**GIVEN EXERCISE:** How many lines in the material below contain the string "hair"? Reply with the number alone.
─── SOURCE DATA
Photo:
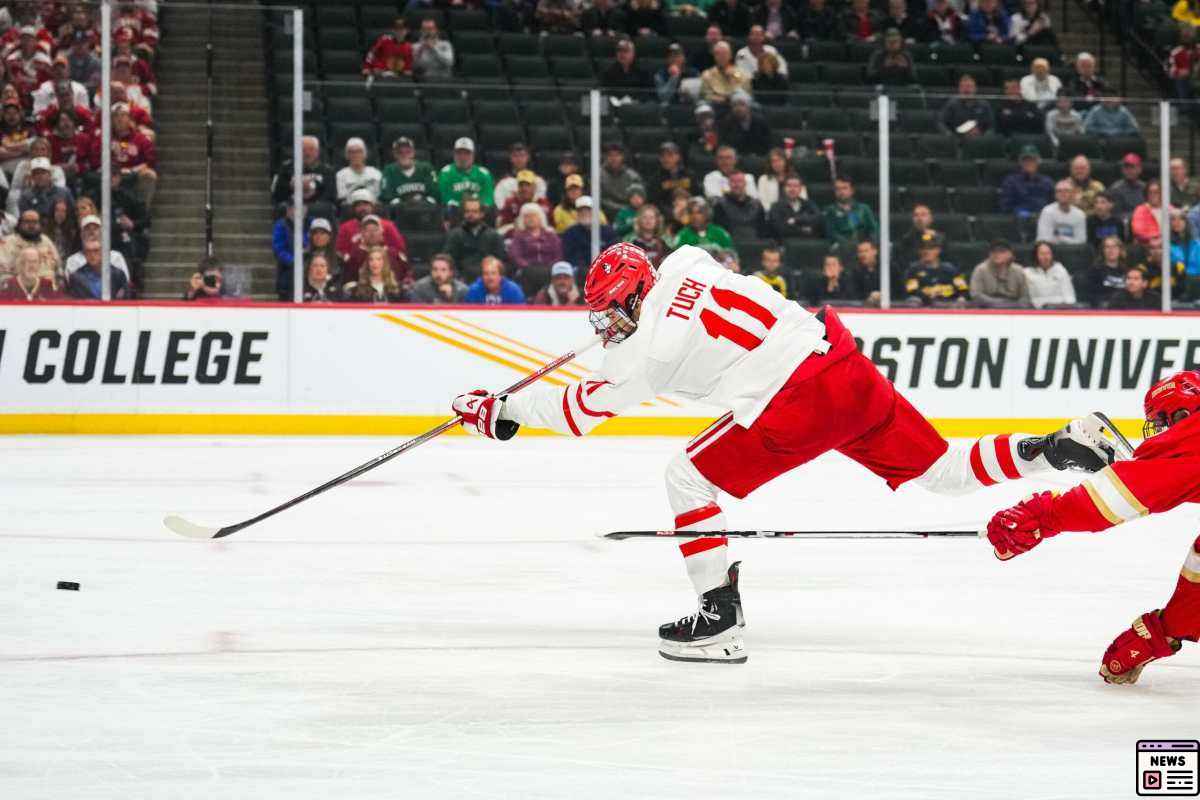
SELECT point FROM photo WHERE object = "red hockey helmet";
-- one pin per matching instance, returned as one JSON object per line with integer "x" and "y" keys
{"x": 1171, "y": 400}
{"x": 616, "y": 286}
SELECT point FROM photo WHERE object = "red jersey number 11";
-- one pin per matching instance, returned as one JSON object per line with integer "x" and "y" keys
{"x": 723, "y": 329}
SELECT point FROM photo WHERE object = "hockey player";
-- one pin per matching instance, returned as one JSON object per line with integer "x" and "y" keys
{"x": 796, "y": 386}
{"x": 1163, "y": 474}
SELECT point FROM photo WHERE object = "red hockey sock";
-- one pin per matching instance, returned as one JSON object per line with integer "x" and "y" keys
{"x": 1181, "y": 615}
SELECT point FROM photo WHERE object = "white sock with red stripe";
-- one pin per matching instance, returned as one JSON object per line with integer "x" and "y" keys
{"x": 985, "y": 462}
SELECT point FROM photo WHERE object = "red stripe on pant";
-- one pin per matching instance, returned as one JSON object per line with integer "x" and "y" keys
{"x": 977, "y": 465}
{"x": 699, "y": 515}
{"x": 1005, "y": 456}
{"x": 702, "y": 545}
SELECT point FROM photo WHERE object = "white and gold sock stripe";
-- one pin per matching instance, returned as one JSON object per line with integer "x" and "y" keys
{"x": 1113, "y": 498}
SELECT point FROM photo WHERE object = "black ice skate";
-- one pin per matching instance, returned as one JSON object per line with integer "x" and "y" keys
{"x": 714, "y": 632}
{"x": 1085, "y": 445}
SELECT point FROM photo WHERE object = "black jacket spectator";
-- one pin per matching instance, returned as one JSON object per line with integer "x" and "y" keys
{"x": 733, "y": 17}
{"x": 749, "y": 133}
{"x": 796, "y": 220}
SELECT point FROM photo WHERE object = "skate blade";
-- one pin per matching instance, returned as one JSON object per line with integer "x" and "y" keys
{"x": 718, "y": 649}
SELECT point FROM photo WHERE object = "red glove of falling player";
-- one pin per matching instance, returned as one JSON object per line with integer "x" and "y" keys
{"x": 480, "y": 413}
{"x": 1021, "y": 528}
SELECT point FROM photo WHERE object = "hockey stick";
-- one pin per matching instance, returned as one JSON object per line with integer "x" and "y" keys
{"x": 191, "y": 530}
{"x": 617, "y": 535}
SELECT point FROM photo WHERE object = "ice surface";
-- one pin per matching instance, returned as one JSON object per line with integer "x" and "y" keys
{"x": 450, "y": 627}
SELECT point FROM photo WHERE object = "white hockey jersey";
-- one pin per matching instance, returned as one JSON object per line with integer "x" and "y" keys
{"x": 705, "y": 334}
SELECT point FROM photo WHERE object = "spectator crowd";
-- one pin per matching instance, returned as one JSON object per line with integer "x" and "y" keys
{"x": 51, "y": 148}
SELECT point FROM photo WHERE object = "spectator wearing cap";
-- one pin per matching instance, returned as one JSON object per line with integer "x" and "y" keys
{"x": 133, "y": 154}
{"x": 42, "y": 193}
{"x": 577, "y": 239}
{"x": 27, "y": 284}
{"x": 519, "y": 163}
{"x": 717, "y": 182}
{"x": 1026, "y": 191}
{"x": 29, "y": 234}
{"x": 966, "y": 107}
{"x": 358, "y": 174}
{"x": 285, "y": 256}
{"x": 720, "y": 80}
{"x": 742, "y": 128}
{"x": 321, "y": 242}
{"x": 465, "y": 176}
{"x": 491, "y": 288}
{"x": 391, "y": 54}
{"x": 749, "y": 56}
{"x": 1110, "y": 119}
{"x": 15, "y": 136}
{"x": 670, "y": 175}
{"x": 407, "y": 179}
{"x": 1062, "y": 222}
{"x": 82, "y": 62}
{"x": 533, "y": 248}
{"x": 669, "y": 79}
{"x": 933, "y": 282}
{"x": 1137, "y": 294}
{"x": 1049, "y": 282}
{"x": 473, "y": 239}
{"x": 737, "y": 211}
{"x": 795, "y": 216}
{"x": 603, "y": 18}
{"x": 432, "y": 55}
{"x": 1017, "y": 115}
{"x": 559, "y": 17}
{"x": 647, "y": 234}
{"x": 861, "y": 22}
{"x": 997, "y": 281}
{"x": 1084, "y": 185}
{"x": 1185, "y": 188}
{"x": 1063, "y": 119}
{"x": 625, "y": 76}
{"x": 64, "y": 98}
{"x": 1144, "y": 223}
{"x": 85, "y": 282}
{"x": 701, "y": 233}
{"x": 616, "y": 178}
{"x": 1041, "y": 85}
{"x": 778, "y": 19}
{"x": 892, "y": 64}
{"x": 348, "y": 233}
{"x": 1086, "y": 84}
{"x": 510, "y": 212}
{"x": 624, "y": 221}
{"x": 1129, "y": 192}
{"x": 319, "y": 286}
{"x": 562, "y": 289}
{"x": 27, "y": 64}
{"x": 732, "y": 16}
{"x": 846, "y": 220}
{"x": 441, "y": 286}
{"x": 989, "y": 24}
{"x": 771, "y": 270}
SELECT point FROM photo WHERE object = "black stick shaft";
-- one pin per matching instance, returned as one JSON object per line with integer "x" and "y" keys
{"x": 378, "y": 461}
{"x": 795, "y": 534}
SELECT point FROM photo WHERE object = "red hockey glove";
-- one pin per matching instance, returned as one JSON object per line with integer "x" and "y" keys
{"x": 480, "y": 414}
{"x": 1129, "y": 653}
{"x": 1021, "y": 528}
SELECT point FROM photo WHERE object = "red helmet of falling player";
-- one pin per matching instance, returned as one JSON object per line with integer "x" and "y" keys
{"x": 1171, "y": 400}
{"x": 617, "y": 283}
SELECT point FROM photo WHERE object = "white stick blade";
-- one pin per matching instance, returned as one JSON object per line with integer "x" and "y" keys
──────
─── SOURCE DATA
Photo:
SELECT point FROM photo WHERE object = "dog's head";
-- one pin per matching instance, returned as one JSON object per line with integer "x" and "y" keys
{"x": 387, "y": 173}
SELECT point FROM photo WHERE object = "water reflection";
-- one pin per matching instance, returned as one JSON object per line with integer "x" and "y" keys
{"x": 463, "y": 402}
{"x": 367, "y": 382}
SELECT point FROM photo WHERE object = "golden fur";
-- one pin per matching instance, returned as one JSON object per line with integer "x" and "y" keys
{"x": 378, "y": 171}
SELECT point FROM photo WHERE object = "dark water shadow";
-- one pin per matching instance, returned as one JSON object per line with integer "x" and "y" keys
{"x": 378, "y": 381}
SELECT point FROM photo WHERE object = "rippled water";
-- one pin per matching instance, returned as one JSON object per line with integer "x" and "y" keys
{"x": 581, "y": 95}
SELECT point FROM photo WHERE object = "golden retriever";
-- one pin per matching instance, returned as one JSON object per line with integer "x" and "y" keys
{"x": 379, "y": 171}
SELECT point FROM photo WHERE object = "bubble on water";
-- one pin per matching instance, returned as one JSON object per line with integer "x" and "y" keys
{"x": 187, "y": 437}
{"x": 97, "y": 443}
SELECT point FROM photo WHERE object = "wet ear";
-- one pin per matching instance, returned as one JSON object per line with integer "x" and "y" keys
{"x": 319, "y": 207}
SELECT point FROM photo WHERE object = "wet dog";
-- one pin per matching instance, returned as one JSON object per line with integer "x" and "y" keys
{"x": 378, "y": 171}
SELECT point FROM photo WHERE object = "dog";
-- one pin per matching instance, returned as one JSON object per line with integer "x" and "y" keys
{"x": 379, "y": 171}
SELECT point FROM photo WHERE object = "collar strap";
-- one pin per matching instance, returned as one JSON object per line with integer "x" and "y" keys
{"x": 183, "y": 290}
──────
─── SOURCE DATA
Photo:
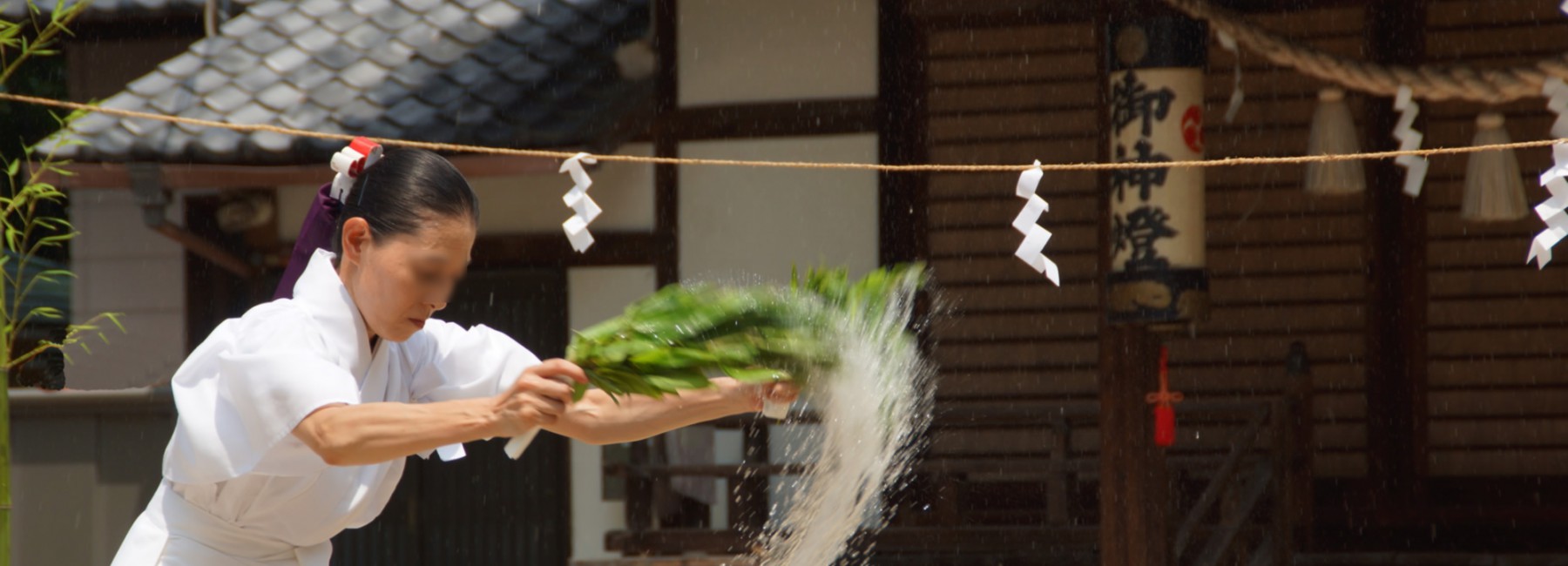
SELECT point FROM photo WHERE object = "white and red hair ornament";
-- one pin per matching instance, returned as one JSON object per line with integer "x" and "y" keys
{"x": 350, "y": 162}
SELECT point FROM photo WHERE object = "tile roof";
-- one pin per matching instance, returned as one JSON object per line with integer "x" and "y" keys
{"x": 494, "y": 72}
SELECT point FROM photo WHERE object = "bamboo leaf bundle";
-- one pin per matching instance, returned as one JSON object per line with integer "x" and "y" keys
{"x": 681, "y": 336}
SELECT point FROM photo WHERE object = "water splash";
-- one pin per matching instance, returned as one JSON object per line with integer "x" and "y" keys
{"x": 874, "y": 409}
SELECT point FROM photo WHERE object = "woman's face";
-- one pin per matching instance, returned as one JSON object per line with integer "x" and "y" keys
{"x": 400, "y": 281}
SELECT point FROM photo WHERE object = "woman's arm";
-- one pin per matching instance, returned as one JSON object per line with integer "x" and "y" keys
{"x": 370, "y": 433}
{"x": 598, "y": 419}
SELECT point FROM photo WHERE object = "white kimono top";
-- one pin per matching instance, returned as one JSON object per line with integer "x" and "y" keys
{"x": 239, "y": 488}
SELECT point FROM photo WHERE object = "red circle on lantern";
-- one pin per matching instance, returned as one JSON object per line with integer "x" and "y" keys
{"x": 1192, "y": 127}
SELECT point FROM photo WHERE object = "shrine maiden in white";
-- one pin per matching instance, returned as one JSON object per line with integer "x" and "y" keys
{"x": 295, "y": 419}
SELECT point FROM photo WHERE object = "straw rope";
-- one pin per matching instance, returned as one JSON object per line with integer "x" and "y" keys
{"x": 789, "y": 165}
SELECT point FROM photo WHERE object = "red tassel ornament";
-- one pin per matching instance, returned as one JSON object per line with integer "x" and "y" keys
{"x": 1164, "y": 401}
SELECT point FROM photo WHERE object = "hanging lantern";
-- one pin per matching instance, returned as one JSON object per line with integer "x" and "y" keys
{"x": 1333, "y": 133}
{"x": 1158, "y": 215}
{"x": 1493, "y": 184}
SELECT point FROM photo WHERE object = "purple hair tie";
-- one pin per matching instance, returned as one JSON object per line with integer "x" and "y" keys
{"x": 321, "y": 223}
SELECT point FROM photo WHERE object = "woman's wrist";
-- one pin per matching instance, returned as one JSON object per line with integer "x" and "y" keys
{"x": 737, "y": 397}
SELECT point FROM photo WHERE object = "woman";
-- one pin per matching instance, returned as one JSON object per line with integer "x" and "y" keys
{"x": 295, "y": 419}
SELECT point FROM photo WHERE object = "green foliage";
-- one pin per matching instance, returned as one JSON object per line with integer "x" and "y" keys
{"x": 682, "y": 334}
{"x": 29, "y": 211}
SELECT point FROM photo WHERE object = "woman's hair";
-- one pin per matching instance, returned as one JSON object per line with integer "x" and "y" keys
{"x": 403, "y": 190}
──────
**CORRECT OUTPUT:** 3